### Lista de tarefas
(1) Extraia do texto sobre Bolsonaro o trecho entre "É um programa" e "sociais ou democráticos.", inclusive.
(2) Segundo o texto sobre Bolsonaro, a que funções se resumia o Estado antes de 1889? Enumere-as.

### Trecho fornecido
========================================================================
José Carlos Ruy: As aptidões de Bolsonaro 

O presidente Jair Bolsonaro age, no cargo máximo da República, da maneira como agiu quando ocupou cargos legislativos ou na campanha eleitoral de 2018: como um desses valentões de boteco, que fala o que vem à cabeça, diz que faz e acontece, quase sempre contra os direitos dos demais. E revela, nessa atitude boquirrota, aquilo que é percebido como uma falta de preparo para a tarefa de governar o país, inclusive com desrespeito ao que se chama “a liturgia” do cargo.

Por José Carlos Ruy*

Bolsonaro

Mas engana-se quem suponha que se trata de mero despreparo ou de um fenômeno passageiro, que perderá apoio popular em ritmo inverso ao da construção de sua imagem de “mito” na campanha eleitoral de 2018. O que precisa ser entendido não é apenas o “fenômeno Bolsonaro” – o presidente e aqueles que o acompanham mais de perto. Sua qualificação pessoal para o cargo ao qual foi alçado é baixa – e ele o demonstrou e deixou visível neste quase um ano de mandato, desde 1º de janeiro de 2019. E é confirmado por frequentes manifestações de opiniões extravagantes, de extrema-direita e de admiração e submissão irrestritas ao imperialismo dos EUA e ao presidente Donald Trump.

Falar em “despreparo” do ex-capião não ajuda a entender o profundo enraizamento histórico e social do conservadorismo que ele representa e põe em ação. O que Bolsonaro põe em prática na Presidência da República faz parte do programa da direita, não confessado com clareza durante a campanha eleitoral, mas seguido com pertinácia para destruir o movimento popular e democrático, a Nação e o Estado brasileiros.

É um programa de extrema-direita radical, que sonha não com a volta aos tempos pré- 1930, da República Velha, mas pré-1889, da monarquia, quando as funções do Estado se resumiam ao aparato fiscal arrecadador, policial repressivo para manter a ordem social injusta, e tomador de empréstimos à oligarquia financeira, no mecanismo de endividamento público que transfere à oligarquia especuladora vastos recursos do tesouro nacional na forma de juros e demais pagamentos feitos pelo governo – mecanismo que ainda vigora e é descrito com minúcias no portal Auditoria Cidadã da Dívida. Estado – e governo – que, na opinião desta direita enraizada no passado mais remoto, não deve ter compromissos sociais ou democráticos.

É o sonho dos ultraliberais que, sob Bolsonaro, controlam o Estado brasileiro. Contra a democracia, os direitos humanos e os direitos sociais. Pela desastrosa e subserviente política externa submissa aos interesses do imperialismo, sobretudo dos EUA, que, frequentemente, traem o aliado dependente, como ocorreu com a recente notícia da sobretaxa de exportações brasileiras, anunciada por Donald Trump.
========================================================================
### Registros armazenados

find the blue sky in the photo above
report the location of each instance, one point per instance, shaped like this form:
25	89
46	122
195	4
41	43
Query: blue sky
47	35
========================================================================
### Conjunto de respostas
(1)
É um programa de extrema-direita radical, que sonha não com a volta aos tempos pré- 1930, da República Velha, mas pré-1889, da monarquia, quando as funções do Estado se resumiam ao aparato fiscal arrecadador, policial repressivo para manter a ordem social injusta, e tomador de empréstimos à oligarquia financeira, no mecanismo de endividamento público que transfere à oligarquia especuladora vastos recursos do tesouro nacional na forma de juros e demais pagamentos feitos pelo governo – mecanismo que ainda vigora e é descrito com minúcias no portal Auditoria Cidadã da Dívida. Estado – e governo – que, na opinião desta direita enraizada no passado mais remoto, não deve ter compromissos sociais ou democráticos.

(2)
- Aparato fiscal arrecadador
- Policial repressivo para manter a ordem social injusta
- Tomador de empréstimos à oligarquia financeira